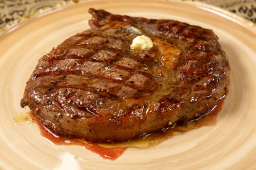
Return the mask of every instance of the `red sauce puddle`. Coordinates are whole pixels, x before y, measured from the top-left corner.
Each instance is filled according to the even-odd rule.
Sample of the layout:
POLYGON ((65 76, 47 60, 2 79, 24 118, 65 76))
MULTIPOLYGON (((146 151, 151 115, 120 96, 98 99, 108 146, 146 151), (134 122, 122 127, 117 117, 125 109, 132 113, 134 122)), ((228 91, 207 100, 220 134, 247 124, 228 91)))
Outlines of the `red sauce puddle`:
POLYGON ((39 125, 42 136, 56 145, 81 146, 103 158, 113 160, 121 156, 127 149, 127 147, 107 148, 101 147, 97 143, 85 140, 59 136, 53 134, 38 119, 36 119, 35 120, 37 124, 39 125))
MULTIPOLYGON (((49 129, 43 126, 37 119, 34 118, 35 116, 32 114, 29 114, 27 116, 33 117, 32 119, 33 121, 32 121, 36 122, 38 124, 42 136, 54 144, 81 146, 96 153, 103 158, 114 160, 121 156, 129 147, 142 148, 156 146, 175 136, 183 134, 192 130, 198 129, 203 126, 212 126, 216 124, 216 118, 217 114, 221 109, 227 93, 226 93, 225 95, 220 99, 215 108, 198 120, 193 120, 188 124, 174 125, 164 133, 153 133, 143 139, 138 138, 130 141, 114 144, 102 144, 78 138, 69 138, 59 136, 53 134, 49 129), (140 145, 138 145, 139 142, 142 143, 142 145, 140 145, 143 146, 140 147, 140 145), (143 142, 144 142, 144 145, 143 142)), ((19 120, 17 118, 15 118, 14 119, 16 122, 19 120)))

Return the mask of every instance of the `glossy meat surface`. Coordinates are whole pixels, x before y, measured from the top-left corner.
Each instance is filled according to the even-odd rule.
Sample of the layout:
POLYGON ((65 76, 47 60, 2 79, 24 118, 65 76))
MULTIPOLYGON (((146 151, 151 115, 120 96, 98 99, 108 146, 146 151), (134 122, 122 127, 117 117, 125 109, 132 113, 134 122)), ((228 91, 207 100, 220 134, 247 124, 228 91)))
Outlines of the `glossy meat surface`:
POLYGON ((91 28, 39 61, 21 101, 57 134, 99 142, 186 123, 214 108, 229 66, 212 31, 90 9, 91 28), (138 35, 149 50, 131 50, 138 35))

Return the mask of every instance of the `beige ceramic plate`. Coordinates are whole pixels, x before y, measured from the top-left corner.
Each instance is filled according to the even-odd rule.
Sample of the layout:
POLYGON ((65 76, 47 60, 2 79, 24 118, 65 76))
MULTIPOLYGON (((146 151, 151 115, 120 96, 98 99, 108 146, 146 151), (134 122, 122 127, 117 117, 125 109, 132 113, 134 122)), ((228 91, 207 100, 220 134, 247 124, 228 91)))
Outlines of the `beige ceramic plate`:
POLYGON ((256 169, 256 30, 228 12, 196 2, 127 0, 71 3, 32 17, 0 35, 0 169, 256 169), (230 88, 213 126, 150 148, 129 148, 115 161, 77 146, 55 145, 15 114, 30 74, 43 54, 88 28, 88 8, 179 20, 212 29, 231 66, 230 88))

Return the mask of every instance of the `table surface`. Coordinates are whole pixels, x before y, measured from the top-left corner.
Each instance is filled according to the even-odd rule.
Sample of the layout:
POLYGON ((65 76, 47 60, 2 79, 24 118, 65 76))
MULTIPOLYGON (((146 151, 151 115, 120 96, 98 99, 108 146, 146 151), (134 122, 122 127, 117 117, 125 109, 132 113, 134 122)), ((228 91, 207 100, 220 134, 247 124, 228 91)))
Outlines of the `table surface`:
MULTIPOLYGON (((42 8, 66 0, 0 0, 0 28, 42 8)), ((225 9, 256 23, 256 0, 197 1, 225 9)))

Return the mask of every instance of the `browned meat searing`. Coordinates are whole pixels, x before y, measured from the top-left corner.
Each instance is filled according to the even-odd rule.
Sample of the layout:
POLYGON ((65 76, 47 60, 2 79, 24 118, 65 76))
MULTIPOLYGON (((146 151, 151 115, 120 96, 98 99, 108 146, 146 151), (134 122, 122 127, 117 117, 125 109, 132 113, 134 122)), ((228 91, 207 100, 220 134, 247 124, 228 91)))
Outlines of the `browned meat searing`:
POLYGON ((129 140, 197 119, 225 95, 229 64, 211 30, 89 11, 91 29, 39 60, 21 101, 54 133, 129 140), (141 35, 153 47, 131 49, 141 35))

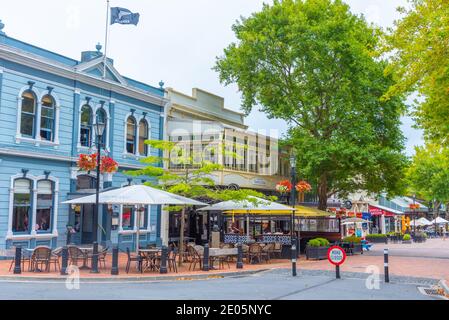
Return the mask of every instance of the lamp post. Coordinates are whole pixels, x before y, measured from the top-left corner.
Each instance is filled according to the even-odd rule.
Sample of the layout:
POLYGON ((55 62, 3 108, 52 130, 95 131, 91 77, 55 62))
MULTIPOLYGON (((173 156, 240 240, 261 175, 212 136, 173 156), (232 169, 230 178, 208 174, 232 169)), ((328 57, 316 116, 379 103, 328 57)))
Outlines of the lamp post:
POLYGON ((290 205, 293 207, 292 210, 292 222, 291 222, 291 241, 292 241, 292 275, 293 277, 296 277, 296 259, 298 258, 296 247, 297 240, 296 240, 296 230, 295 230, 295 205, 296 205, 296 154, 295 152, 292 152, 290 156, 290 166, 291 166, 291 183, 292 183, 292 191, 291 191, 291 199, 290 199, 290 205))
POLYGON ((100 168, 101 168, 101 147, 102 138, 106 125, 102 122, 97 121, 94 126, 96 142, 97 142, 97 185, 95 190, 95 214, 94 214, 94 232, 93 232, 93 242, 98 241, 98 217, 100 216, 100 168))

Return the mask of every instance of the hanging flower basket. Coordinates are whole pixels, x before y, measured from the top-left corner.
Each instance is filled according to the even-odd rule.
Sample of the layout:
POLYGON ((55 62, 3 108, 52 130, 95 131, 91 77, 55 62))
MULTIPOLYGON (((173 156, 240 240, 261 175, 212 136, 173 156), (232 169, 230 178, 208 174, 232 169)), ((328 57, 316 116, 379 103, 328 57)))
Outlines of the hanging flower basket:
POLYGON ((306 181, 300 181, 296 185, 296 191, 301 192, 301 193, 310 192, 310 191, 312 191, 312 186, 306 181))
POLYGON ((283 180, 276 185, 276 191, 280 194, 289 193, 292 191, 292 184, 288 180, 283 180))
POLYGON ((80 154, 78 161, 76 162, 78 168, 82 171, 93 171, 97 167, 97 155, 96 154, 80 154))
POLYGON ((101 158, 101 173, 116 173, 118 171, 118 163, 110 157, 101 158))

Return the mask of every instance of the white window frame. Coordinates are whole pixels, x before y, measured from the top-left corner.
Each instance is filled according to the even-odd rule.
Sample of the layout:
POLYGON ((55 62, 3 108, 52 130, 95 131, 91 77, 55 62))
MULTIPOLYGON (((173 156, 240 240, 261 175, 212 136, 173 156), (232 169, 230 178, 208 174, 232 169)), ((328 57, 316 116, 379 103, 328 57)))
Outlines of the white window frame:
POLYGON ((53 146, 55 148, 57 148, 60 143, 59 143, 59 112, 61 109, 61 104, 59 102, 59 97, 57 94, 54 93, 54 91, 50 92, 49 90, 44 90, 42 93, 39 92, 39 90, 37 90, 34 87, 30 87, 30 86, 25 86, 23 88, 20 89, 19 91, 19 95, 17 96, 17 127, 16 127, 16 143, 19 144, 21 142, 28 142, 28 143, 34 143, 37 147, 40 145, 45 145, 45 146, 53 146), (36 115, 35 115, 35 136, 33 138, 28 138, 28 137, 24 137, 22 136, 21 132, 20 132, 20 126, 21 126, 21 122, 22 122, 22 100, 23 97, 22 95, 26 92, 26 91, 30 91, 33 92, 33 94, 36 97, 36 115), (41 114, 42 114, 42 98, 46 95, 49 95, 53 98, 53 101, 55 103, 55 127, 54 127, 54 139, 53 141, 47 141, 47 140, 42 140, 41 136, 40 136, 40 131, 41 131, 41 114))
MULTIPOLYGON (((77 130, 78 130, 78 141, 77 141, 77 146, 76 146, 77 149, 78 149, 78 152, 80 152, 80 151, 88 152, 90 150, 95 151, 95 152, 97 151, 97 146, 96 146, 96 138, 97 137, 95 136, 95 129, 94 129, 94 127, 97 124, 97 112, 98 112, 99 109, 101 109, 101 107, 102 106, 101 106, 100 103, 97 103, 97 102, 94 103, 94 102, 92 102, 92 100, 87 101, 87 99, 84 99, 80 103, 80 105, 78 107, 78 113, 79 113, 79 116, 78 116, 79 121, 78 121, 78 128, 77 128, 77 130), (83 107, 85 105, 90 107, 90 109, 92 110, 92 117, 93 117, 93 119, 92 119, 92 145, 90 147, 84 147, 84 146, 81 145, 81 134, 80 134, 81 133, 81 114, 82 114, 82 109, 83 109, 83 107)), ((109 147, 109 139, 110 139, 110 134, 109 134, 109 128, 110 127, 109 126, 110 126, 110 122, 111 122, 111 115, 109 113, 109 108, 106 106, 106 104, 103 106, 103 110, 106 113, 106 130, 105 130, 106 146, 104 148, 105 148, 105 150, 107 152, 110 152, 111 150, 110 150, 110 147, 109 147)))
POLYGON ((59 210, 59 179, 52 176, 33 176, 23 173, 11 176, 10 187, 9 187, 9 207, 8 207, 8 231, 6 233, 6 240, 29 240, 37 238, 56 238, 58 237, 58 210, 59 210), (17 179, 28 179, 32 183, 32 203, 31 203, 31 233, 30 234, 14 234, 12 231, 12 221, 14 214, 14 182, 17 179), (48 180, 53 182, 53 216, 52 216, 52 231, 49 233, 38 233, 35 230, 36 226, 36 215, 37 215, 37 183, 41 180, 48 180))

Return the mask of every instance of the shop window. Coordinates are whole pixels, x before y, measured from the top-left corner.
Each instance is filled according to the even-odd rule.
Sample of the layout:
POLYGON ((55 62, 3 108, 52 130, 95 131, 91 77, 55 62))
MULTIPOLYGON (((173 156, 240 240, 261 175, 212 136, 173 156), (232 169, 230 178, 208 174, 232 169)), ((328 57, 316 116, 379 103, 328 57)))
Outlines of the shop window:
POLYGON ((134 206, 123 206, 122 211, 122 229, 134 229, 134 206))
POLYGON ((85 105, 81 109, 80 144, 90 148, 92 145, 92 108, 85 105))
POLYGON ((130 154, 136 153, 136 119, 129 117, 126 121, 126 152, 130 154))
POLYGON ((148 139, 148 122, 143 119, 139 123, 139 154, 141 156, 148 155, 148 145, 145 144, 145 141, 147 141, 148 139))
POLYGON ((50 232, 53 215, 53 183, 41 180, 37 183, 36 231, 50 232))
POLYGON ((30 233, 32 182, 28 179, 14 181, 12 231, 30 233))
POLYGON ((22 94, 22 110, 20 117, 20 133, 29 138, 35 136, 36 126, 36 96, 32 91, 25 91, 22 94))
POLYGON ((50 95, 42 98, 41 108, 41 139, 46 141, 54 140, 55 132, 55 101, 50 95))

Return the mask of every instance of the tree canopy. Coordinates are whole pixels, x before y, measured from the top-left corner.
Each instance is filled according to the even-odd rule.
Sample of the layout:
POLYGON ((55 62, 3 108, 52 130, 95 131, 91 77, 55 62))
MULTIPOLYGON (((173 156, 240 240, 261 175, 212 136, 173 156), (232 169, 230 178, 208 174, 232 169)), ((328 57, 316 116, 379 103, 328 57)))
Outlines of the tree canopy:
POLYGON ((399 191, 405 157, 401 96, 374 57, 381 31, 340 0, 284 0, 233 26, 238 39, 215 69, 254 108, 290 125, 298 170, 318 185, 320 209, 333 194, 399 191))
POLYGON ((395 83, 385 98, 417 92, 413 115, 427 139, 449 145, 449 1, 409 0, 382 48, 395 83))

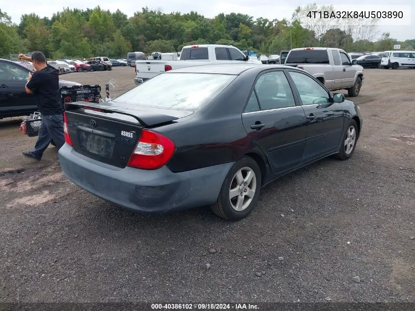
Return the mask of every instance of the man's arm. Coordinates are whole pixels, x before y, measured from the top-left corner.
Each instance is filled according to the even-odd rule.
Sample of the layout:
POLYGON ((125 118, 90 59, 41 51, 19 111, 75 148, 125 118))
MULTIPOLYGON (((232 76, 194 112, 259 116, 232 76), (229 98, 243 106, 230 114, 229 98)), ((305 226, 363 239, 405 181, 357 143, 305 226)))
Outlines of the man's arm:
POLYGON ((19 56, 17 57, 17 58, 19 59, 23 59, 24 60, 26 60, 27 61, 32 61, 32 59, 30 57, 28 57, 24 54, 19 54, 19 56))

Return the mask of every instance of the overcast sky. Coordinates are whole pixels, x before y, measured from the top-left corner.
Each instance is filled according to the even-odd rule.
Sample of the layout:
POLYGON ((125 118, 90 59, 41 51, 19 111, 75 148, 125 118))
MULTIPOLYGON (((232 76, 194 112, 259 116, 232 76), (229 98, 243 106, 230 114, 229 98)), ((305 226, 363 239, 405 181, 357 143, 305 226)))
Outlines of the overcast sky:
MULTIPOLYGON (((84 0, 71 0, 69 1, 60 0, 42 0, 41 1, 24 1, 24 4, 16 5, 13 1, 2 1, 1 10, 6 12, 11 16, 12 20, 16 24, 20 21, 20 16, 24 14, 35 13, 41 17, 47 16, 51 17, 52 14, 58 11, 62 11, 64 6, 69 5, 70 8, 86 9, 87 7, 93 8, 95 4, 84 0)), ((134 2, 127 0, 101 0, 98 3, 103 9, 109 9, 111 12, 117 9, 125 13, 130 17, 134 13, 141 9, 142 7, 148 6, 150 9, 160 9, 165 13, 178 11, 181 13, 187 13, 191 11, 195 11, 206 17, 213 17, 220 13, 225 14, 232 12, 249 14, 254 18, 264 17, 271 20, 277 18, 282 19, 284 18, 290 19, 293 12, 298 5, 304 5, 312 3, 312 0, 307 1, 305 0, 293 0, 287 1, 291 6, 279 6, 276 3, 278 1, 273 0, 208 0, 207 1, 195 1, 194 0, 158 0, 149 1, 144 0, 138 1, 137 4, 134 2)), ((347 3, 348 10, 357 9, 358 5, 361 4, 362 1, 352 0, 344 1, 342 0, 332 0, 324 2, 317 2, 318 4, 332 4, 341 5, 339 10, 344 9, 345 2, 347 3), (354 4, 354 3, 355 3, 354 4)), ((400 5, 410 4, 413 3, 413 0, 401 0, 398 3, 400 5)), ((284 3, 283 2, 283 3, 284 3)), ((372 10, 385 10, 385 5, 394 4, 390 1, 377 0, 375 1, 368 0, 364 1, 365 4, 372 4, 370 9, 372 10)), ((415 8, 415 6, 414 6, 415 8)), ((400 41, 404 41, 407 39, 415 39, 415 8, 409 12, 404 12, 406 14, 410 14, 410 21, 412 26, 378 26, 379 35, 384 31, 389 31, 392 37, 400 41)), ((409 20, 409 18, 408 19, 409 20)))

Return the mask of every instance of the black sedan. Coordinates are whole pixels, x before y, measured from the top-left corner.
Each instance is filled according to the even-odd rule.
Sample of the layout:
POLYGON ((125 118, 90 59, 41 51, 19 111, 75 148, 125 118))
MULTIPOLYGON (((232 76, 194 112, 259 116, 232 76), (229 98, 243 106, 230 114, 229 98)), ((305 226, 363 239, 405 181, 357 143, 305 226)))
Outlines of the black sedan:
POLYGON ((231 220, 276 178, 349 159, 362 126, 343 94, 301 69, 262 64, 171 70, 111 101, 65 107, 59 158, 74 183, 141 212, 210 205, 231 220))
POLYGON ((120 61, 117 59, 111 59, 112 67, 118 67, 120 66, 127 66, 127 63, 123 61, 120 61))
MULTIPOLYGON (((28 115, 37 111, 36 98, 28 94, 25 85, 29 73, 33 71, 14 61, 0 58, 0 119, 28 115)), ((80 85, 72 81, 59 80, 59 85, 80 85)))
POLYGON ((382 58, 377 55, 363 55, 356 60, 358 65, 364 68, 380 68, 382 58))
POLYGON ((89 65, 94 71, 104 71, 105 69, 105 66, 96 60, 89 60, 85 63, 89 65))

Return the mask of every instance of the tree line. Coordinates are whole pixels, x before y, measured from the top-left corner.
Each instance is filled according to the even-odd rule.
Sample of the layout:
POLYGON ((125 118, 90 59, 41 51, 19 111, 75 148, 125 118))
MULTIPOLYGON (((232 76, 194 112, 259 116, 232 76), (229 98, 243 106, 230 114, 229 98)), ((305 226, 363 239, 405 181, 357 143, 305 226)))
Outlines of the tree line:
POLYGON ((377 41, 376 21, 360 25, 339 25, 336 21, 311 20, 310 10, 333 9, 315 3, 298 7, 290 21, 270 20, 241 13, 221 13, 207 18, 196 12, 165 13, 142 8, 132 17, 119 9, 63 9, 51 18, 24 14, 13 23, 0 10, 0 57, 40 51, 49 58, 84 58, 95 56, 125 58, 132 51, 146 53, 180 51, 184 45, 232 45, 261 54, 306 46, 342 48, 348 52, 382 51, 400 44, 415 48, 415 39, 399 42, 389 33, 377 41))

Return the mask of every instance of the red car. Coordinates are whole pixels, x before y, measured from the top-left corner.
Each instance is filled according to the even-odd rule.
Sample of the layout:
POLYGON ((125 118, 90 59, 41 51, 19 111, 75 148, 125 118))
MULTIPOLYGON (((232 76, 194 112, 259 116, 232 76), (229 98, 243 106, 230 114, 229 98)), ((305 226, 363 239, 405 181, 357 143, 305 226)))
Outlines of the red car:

# EXERCISE GOAL
Starting at the beginning of the listing and ending with the line that contains "POLYGON ((39 125, 42", write those lines out again with "instance" switched to "object" and everything else unchanged. Leave the pictures out.

# RESULT OF THIS TASK
Return the mask of every object of the `red sauce puddle`. Coordinates are whole pixels, x before y, measured from the top-left corner.
Each object is filled according to the even-odd rule.
Sample of the layout:
POLYGON ((65 76, 47 60, 2 79, 24 118, 65 76))
MULTIPOLYGON (((146 151, 151 115, 120 96, 98 99, 108 146, 146 151), (134 122, 122 127, 117 117, 125 109, 132 113, 134 122)), ((228 91, 207 100, 220 134, 247 124, 228 91)))
Outlines of the `red sauce puddle`:
POLYGON ((39 125, 42 136, 56 145, 81 146, 103 158, 113 160, 121 156, 127 149, 127 147, 107 148, 101 147, 97 143, 85 140, 59 136, 53 134, 38 119, 36 119, 35 120, 37 124, 39 125))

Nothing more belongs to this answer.